THE TASK -> Copy out every line of the entries below that contains the word "water".
= = = =
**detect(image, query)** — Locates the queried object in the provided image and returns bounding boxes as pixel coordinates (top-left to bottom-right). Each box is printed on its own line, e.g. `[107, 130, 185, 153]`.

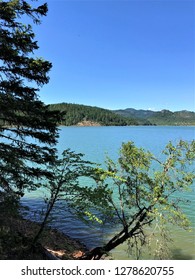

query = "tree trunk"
[81, 207, 150, 260]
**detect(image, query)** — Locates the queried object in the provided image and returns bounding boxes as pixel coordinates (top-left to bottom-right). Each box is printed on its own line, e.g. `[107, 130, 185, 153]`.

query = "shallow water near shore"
[23, 126, 195, 259]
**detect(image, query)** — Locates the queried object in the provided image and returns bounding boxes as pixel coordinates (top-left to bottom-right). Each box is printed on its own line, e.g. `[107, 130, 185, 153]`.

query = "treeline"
[49, 103, 138, 126]
[114, 108, 195, 125]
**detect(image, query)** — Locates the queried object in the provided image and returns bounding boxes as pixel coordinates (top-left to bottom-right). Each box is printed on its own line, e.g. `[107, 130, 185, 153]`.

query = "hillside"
[113, 108, 195, 125]
[49, 103, 138, 126]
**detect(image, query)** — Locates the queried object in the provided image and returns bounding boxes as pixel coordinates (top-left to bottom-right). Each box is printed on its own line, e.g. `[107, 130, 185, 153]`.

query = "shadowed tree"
[75, 141, 195, 259]
[0, 0, 59, 199]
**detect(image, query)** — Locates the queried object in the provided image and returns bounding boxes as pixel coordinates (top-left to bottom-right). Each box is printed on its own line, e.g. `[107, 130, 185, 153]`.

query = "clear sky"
[34, 0, 195, 111]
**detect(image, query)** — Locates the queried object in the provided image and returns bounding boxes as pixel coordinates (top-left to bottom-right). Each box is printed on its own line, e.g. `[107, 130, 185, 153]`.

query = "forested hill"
[49, 103, 138, 126]
[114, 108, 195, 125]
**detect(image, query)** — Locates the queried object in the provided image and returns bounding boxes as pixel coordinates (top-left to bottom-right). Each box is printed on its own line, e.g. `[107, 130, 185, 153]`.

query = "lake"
[23, 126, 195, 259]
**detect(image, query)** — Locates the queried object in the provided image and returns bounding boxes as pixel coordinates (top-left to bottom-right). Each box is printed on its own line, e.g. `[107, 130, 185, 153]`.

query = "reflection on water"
[22, 127, 195, 259]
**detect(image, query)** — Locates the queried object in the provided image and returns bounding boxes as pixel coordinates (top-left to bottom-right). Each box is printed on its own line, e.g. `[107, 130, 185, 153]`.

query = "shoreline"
[0, 214, 87, 260]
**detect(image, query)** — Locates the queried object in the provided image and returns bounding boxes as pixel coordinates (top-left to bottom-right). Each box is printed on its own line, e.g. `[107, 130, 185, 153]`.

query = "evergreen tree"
[0, 0, 59, 195]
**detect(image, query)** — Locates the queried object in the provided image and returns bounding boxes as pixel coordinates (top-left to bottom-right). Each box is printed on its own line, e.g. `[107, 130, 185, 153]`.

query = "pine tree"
[0, 0, 59, 195]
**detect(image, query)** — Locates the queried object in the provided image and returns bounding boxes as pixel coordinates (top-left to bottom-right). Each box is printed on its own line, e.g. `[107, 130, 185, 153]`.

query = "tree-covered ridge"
[114, 108, 195, 125]
[49, 103, 138, 126]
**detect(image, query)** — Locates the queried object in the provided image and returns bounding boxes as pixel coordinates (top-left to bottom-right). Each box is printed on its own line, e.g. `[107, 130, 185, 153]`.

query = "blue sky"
[34, 0, 195, 111]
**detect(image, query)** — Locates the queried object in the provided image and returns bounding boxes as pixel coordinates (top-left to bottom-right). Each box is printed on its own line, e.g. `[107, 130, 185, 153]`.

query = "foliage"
[114, 108, 195, 125]
[50, 103, 137, 126]
[80, 141, 195, 259]
[0, 0, 59, 195]
[33, 149, 109, 244]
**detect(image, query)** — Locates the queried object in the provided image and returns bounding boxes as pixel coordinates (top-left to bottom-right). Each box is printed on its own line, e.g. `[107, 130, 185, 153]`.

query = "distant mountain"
[113, 108, 195, 125]
[49, 103, 138, 126]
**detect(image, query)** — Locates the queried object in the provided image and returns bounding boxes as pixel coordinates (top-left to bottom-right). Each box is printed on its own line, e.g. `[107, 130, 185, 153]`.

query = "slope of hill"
[114, 108, 195, 125]
[49, 103, 138, 126]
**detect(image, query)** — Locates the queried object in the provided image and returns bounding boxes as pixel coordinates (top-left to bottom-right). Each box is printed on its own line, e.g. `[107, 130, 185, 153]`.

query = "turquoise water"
[23, 126, 195, 259]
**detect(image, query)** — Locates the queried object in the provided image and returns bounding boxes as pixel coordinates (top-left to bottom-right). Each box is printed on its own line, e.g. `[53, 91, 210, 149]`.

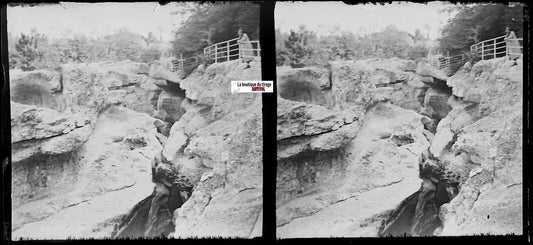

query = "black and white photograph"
[2, 2, 263, 240]
[274, 2, 528, 238]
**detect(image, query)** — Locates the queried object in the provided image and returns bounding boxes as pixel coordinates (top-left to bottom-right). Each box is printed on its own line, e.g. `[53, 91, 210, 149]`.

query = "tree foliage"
[276, 25, 428, 67]
[169, 3, 259, 57]
[8, 28, 163, 70]
[439, 4, 524, 53]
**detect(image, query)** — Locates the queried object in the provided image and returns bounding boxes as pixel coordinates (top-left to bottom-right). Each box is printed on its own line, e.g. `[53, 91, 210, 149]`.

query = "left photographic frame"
[7, 2, 263, 240]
= = = =
RESULT OF THIS EXERCISE ->
query = "shallow water near shore"
query = "reflection on water"
query = "turquoise water"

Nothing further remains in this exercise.